* [WORK TO COMPLETE] Extend the board game history text that follows from the point where it stops.

--- START OF EXCERPTED TEXT ---

The oldest known games in the American-style are Pachisi and Snakes and Ladders from India. Early board game producers in the second half of the eighteenth century were mapmakers. The global popularization of Board Games, with special themes and branding, coincided with the formation of the global dominance of the British Empire. John Wallis was an English board game publisher, bookseller, map/chart seller, print seller, music seller, and cartographer. With his sons John Wallis Jr. and Edward Wallis, he was one of the most prolific publishers of board games of the late 18th and early 19th centuries. John Betts’ A Tour of the British Colonies and Foreign Possessions and William Spooner's A Voyage of Discovery  were popular in the British empire.

In 1903, American anti-monopolist Lizzie Magie created a game which she hoped would explain the single tax theory of Henry George. It was intended as an educational tool to illustrate the negative aspects of concentrating land in private monopolies. She took out a patent in 1904. Her game, The Landlord's Game, was self-published, beginning in 1906. Lizzie created two sets of rules: an anti-monopolist set in which all were rewarded when wealth was created, and a monopolist set in which the goal was to create monopolies and crush opponents. According to an advertisement placed in The Christian Science Monitor, Charles Todd of Philadelphia recalled the day in 1932 when his childhood friend, Esther Jones, and her husband Charles Darrow came to their house for dinner. After the meal, the Todds introduced Darrow to The Landlord's Game, which they then played several times. The game was entirely new to Darrow, and he asked the Todds for a written set of the rules. After that night, Darrow went on to utilize this and distribute the game himself as Monopoly. After the game's excellent sales during the Christmas season of 1934, Parker Brothers bought the game's copyrights from Darrow. When the company learned Darrow was not the sole inventor of the game, it bought the rights to Magie's patent for just $500.

--- END OF EXCERPTED TEXT ---
--- START OF COLLECTED MATERIAL ---

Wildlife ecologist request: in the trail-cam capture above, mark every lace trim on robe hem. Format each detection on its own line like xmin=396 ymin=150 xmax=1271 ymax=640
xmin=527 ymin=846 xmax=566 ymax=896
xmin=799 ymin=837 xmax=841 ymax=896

--- END OF COLLECTED MATERIAL ---

* [OUTPUT FOR THIS TASK]
In 1938, the American toy and game company Transogram introduced a mass market board game version of Pachisi called Game of India, later marketed as Pa-Chiz-Si: The Game of India. This game was later published by Parker Brothers and Winning Moves as Parcheesi. Snakes and Ladders as it was known in England, was introduced in the United States as Chutes and Ladders (an "improved new version of England's famous indoor sport") by game pioneer Milton Bradley in 1943.

The idea for Diplomacy arose from Allan B. Calhamer's study at Harvard of nineteenth-century European history under Sidney B. Fay inter alia, and from his study of political geography. The rough form of Diplomacy was created in 1954, and its details were developed through playtesting until the 1958 map and rules revisions. Calhamer paid for a 500-game print run of that version in 1959 after rejection by major companies. It has been published since then by Games Research (in 1961, then a 1971 edition with a revised rulebook), Avalon Hill (in 1976), by Hasbro's Avalon Hill division (in 1999), and now by Wizards of the Coast (in 2008) in the US, and licensed to other boardgame publishers for versions sold in other countries. Among these are Parker Brothers, Waddingtons Games, Gibsons Games, Asmodée Editions.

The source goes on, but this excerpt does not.